**Task objective**
Edit the listing below so that each occurrence of "instance_segmentation" becomes "panoptic_segmentation", leaving every other line and character unchanged.

** start Listing **

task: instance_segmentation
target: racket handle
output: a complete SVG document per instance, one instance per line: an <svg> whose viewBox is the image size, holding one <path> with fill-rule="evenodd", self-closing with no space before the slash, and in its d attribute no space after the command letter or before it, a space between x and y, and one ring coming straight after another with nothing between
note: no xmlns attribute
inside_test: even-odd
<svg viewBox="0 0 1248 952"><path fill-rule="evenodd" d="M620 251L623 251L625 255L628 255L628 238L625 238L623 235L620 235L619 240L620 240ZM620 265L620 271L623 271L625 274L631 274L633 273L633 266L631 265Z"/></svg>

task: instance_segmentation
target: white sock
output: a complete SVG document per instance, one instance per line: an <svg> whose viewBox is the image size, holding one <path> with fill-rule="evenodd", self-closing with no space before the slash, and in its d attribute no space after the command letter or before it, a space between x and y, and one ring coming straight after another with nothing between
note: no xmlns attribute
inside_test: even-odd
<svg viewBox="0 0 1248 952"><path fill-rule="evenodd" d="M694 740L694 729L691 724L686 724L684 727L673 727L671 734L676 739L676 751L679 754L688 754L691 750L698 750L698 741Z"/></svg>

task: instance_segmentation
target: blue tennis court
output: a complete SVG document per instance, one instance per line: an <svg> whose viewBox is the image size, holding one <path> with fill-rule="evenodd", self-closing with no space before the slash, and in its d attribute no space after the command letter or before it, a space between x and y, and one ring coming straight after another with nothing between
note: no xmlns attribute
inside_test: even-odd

** end Listing **

**Response**
task: panoptic_segmentation
target: racket handle
output: a complete SVG document per instance, one instance per line: an <svg> whose viewBox is the image size, holding one <path> with fill-rule="evenodd", self-closing with no space before the slash, and in its d attribute no space after the command letter or before it, a space between x and y, and one ring coming straight after another with nothing between
note: no xmlns attribute
inside_test: even-odd
<svg viewBox="0 0 1248 952"><path fill-rule="evenodd" d="M620 251L623 251L625 255L628 255L628 238L625 238L623 235L620 235L619 240L620 240ZM620 265L620 271L623 271L625 274L631 274L633 273L633 266L631 265Z"/></svg>

task: panoptic_segmentation
target: white sock
output: a complete SVG document per instance, one instance per line: an <svg> whose viewBox is the image size, holding one <path> with fill-rule="evenodd", self-closing with no space before the slash, and in its d attribute no space after the command letter or before it, a space between x and y, and one ring coming straight after another with nothing between
note: no xmlns attribute
inside_test: even-odd
<svg viewBox="0 0 1248 952"><path fill-rule="evenodd" d="M694 740L694 729L691 724L686 724L684 727L673 727L671 734L676 739L676 751L679 754L688 754L691 750L698 750L698 741Z"/></svg>

task: panoptic_segmentation
target: blue tennis court
output: a complete SVG document per instance, one instance per line: an <svg> whose viewBox is the image size, holding one <path> with fill-rule="evenodd", self-closing with no space before the slash, and in its d attribute no space after the command letter or before it, a space between x and y, and one ring coming straight after another with nothing between
note: no xmlns attribute
inside_test: even-odd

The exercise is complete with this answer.